* WHAT TO DO:
Below are records to transcribe in full and unchanged; omit every picture.

[Point localization data]
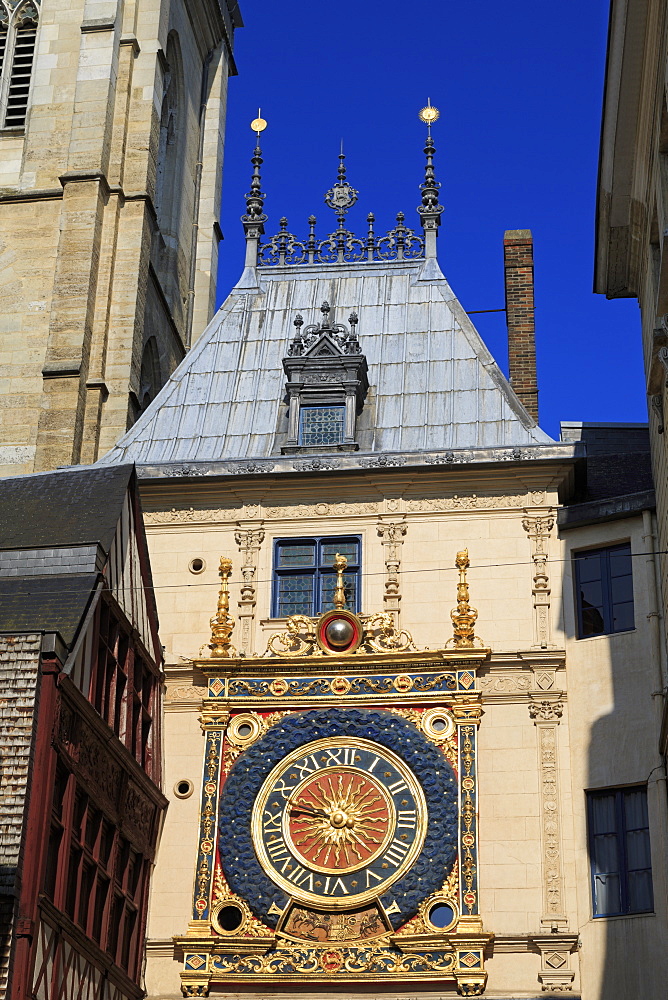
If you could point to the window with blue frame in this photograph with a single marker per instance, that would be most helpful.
(304, 580)
(604, 591)
(621, 868)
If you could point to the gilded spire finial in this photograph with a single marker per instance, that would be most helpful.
(339, 564)
(430, 210)
(222, 623)
(341, 196)
(253, 219)
(463, 616)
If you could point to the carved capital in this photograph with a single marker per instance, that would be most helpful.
(546, 711)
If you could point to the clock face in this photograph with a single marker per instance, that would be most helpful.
(336, 808)
(338, 821)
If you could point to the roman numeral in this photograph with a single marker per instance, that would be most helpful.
(285, 790)
(277, 849)
(300, 875)
(344, 755)
(407, 819)
(395, 853)
(398, 786)
(273, 823)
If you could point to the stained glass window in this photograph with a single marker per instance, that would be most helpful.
(321, 425)
(304, 580)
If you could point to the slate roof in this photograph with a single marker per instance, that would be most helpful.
(434, 384)
(45, 604)
(62, 508)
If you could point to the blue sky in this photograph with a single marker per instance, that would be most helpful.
(519, 87)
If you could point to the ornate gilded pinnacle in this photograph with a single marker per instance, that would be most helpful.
(463, 616)
(339, 564)
(430, 210)
(253, 219)
(222, 623)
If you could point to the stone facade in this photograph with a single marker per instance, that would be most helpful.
(109, 206)
(632, 216)
(559, 714)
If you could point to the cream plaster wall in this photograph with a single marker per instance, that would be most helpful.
(77, 221)
(534, 889)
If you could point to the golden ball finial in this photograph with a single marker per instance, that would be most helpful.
(258, 124)
(429, 115)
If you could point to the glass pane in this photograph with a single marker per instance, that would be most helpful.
(635, 809)
(592, 619)
(606, 894)
(321, 425)
(297, 555)
(603, 818)
(605, 857)
(589, 568)
(622, 588)
(620, 562)
(622, 617)
(348, 549)
(640, 892)
(591, 594)
(328, 585)
(637, 850)
(295, 595)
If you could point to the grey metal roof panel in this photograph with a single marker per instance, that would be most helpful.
(45, 604)
(62, 508)
(435, 384)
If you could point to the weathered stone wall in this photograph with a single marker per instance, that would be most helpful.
(78, 226)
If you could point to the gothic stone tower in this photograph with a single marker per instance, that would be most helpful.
(112, 115)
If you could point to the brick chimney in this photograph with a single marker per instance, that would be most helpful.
(518, 273)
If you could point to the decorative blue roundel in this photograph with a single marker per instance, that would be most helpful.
(407, 747)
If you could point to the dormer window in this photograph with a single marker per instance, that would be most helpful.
(326, 385)
(321, 425)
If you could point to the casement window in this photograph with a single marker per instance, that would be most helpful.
(18, 34)
(604, 591)
(304, 579)
(619, 850)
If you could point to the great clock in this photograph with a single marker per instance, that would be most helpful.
(338, 821)
(337, 807)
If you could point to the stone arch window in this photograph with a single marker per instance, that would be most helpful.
(18, 34)
(169, 185)
(149, 379)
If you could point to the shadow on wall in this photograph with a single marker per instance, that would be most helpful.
(619, 796)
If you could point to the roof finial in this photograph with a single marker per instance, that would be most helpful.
(341, 196)
(430, 210)
(254, 218)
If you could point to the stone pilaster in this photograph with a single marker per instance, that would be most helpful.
(538, 530)
(546, 716)
(249, 541)
(392, 534)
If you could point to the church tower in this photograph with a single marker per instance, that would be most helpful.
(112, 116)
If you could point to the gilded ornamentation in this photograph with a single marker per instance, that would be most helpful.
(222, 623)
(463, 616)
(504, 684)
(546, 710)
(249, 541)
(546, 715)
(468, 820)
(379, 636)
(205, 858)
(538, 530)
(350, 962)
(392, 534)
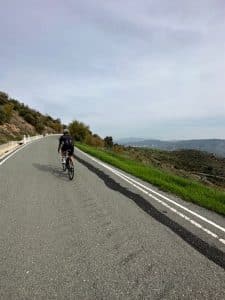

* EXERCISE RESPONSE:
If you could point to the window with blue frame in this photograph with a single marker per instance, that would be most helpful.
(304, 580)
(604, 591)
(621, 868)
If you could point to the gilded spire finial in this photograph with a single marker per instance, that would be most helpful.
(339, 564)
(430, 210)
(222, 623)
(341, 196)
(253, 219)
(463, 616)
If you could point to the carved capital in this photograph with a single marker per instance, that would be most helpful.
(546, 711)
If you could point to the clock face in this photograph with a single marker per instance, that would be most helpful.
(336, 808)
(338, 821)
If you could point to the roman numeral in this photograph with a single marker per instance, that would be most helpful.
(285, 790)
(277, 849)
(300, 875)
(344, 755)
(407, 819)
(395, 853)
(398, 786)
(273, 823)
If you could point to the stained glass window in this photograph with a single marker per instance, that would be most helpful.
(321, 425)
(304, 580)
If you could point to the slate roof in this photograph with a single marker per instance, that would be most helpful.
(434, 384)
(45, 604)
(62, 508)
If you could point to the blue sky in this photograph with a single marker per instance, that would be most helpful.
(519, 87)
If you could point to the ornate gilded pinnacle in this photograph with a single marker per instance, that would be most helpful.
(463, 616)
(339, 564)
(430, 210)
(253, 219)
(222, 623)
If you could point to the stone facade in this photograph with a single marker per instance, that would be most helpful.
(109, 206)
(632, 216)
(559, 714)
If you could point to the cream plaster wall in this photograph with a single marker per instance, that would be most helpful.
(77, 221)
(534, 889)
If you could point to the golden ball finial in this photograph with a single marker per instance, that would be most helpful.
(258, 124)
(429, 115)
If you could point to the glass pane in this photograph with a single marker per instance, that would be most helpful.
(635, 809)
(592, 619)
(606, 894)
(321, 425)
(297, 555)
(603, 818)
(605, 857)
(589, 568)
(622, 588)
(620, 562)
(622, 617)
(348, 549)
(640, 892)
(591, 594)
(328, 585)
(637, 850)
(295, 595)
If you could point to the grey metal roof panel in this photograph with a single marker per instance, that would be most helpful.
(45, 604)
(62, 508)
(435, 384)
If you could point to the weathered stone wall in this photograph with a single marker per instance, that would be most helpful.
(78, 226)
If you could point to the gothic stone tower in this photograph with a single marker per instance, that would be most helpful.
(112, 115)
If you could point to the brick chimney in this photograph with a single marker per instance, that would be most helpful.
(518, 273)
If you could point to the decorative blue roundel in this photograph with a single marker per instance, that would be most helpful.
(407, 747)
If you could point to the dormer window in this photograph with a single marker per instance, that would be most helpful.
(326, 385)
(321, 425)
If you could point to the casement window in this photograph with a single marker per instance, that would be most helpful.
(18, 34)
(604, 591)
(304, 579)
(619, 850)
If you could point to the great clock in this photograph with a single marker per instance, that would be most helpful.
(338, 821)
(337, 807)
If you could point to the stone arch window in this photograph with a single marker per instance, that would be most helpful.
(18, 34)
(169, 185)
(149, 379)
If you could point to the shadow on wall in this photograph with a single marker per instance, that would be most helpful.
(619, 796)
If you could point to the roof finial in this photograph with a single marker per instance, that would be most helpful.
(341, 196)
(430, 210)
(254, 218)
If you could point to the stone pilaster in this photograph with a single marker per instance, that would be most helpful.
(538, 530)
(546, 716)
(249, 541)
(392, 534)
If you could point to the church tower in this photograph with a single marker per instance, that would be most helpful.
(112, 116)
If you could point to the gilded ornamentation in this photograph with a single marker per instance, that would be most helpful.
(222, 623)
(463, 616)
(504, 684)
(546, 710)
(249, 541)
(546, 715)
(468, 820)
(379, 636)
(205, 858)
(538, 530)
(350, 962)
(392, 534)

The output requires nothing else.